Отец, Петер Франц Remark, работал переплётчиком. Его руки пахли клеем и кожей. Он брал книги не так, как берут их читатели; он ощупывал корешок, проверял блок, замечал трещины, слабые места, плохую прошивку. Для него книга была вещью, которую можно починить. Возможно, именно поэтому сын так рано почувствовал обратное: есть страницы, которые не чинятся.

Мать, Анна Мария, болела часто. В доме говорили тише, когда ей становилось хуже. Болезнь учит детей прислушиваться к паузам: они узнают по скрипу кровати, по шагам в соседней комнате, по тому, как взрослые закрывают дверь, что мир устроен ненадёжно.

Эрих в детстве не был похож на будущего обличителя войны. Будущие обличители вообще в детстве плохо различимы: они играют, скучают на уроках, тайком гордятся новым воротничком, мечтают о славе, не подозревая, что слава однажды придёт с запахом крови и типографской краски.

Он учился, читал, пробовал писать. В нём рано поселилось желание быть не только собой. Такое желание опасно: из него получаются актёры, преступники и писатели. Иногда – эмигранты.

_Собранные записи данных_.
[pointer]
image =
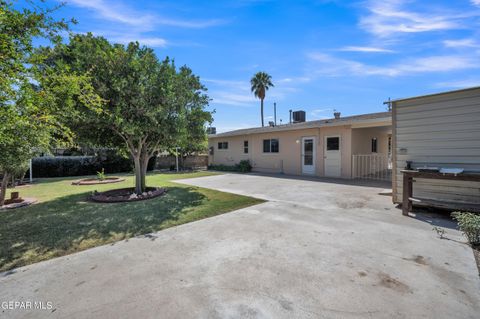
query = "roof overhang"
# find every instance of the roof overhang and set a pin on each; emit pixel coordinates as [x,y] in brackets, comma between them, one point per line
[357,123]
[433,94]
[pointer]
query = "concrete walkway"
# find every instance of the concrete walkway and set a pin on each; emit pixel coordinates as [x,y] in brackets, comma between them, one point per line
[317,249]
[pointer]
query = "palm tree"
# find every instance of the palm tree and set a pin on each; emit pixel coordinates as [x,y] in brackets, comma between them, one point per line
[260,83]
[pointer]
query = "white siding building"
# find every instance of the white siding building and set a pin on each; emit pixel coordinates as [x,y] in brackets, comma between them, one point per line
[441,130]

_УСЛОВИЯ ЗАДАНИЙ_.
A – Кем работал отец согласно фрагменту?
B – Перепишите часть фрагмента, которая начинается со слов «Мать, Анна Мария, болела» и заканчивается словами «Иногда – эмигранты.», заменив в ней «уроках» на «занятиях».

_ОТВЕТЫ_.
A – Отец работал переплётчиком.

B –
Мать, Анна Мария, болела часто. В доме говорили тише, когда ей становилось хуже. Болезнь учит детей прислушиваться к паузам: они узнают по скрипу кровати, по шагам в соседней комнате, по тому, как взрослые закрывают дверь, что мир устроен ненадёжно.

Эрих в детстве не был похож на будущего обличителя войны. Будущие обличители вообще в детстве плохо различимы: они играют, скучают на занятиях, тайком гордятся новым воротничком, мечтают о славе, не подозревая, что слава однажды придёт с запахом крови и типографской краски.

Он учился, читал, пробовал писать. В нём рано поселилось желание быть не только собой. Такое желание опасно: из него получаются актёры, преступники и писатели. Иногда – эмигранты.